Task prompt: Shift every bounding-box coordinate in the items below by -75, and write out all of their lines again in full.
== Provided information
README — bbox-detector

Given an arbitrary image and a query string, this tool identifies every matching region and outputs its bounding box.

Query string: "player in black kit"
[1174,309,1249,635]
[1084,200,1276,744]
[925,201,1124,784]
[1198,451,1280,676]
====
Exercise answer:
README — bbox-detector

Given an arbitrary image and a query string, this tool identifies every matching region and outputs its bounding box.

Query string: "player in black kit"
[1099,234,1174,560]
[1009,125,1201,669]
[850,126,1049,709]
[1123,376,1205,601]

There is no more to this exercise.